• **Исходный текст**:
##########

Вторая мировая сформировала тип женщины-солдата и так называемый тип «ППЖ» (походно-полевая жена).
Хрущевская оттепель (вторая половина пятидесятых) — после Всемирного фестиваля молодежи и студентов в Москве — дала старт триумфальному шествию невиданной во всем остальном мире валютной проституции. Проститутки, разумеется, обслуживают везде прибывающих в их страны чужеземцев, но вот такая разновидность, как валютная, — есть только у нас.
Шестидесятые годы — массовое появление околобогемных «чувих».
Семидесятые — закамуфлированная проституция, связанная с появившейся возможностью выезда за «железный занавес» лиц еврейской национальности.
Восьмидесятые — женщина-политик и «Бизнес-Леди».
Девяностые — женщина-«челнок», перемещающаяся с сумками и чемоданами типа «мечта оккупанта» (очень большими) по всем барахолкам земного шара, так как иных путей сравнительно честного заработка (кроме, естественно, проституции, но… конкуренция просто немыслимая) победившая демократия предоставлять не торопится.

##########

• **Записанные сведения**:

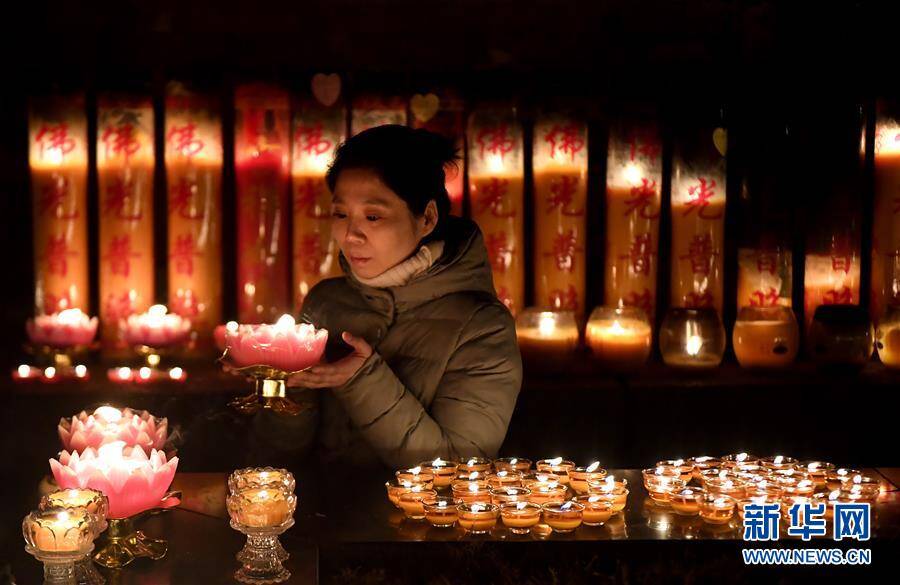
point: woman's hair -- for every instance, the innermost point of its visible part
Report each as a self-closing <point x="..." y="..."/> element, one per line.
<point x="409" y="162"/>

##########

• **Что нужно сделать**:
1. Перепишите дословно отрывок из текста о типах женщин разных десятилетий: от слов "Шестидесятые годы —" до слов "предоставлять не торопится.".
2. Перескажите короче абзац текста о типах женщин разных десятилетий, который начинается словами «Девяностые — женщина», и сохраните его главные факты.
Строки взяты из другого источника.

• **Ответы к заданиям**:
1.
Шестидесятые годы — массовое появление околобогемных «чувих».
Семидесятые — закамуфлированная проституция, связанная с появившейся возможностью выезда за «железный занавес» лиц еврейской национальности.
Восьмидесятые — женщина-политик и «Бизнес-Леди».
Девяностые — женщина-«челнок», перемещающаяся с сумками и чемоданами типа «мечта оккупанта» (очень большими) по всем барахолкам земного шара, так как иных путей сравнительно честного заработка (кроме, естественно, проституции, но… конкуренция просто немыслимая) победившая демократия предоставлять не торопится.

2. В девяностые появилась женщина-«челнок». Она ездит по барахолкам всего мира с огромными сумками и чемоданами типа «мечта оккупанта». Других сравнительно честных способов заработать победившая демократия не дает, а в проституции конкуренция немыслимая.